What you should do: Locate all lines in the records below that contain the string "every", with case significant, and copy each such line in full.

[Data lines]
+ + +
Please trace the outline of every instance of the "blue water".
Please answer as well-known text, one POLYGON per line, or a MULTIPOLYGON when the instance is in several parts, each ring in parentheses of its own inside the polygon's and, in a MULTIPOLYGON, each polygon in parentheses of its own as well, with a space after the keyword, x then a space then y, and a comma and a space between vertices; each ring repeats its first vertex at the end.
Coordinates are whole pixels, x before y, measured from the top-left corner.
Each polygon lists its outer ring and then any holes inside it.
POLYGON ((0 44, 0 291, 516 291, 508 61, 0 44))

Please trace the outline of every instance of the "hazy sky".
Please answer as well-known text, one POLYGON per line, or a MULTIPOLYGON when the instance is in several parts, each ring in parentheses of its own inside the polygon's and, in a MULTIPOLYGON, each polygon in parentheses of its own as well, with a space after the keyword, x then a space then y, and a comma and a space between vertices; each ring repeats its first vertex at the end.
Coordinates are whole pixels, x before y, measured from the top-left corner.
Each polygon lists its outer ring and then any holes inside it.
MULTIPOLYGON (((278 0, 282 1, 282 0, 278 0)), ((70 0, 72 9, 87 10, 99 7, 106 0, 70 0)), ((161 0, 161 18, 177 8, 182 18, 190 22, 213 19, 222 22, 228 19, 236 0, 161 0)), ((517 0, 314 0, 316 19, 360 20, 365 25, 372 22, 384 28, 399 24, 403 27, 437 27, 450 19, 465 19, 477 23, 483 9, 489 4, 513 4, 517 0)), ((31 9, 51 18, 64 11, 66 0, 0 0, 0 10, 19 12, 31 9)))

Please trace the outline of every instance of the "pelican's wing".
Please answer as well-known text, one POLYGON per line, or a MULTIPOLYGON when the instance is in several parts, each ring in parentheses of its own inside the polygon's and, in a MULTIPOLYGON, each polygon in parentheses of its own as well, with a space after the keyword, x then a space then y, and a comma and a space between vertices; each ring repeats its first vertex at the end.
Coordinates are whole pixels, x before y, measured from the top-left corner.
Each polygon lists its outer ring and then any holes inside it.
+ + +
Solution:
Please trace the outline of every instance of the "blue water".
Please trace the outline of every instance of the "hazy sky".
Please trace the outline of every instance of the "pelican's wing".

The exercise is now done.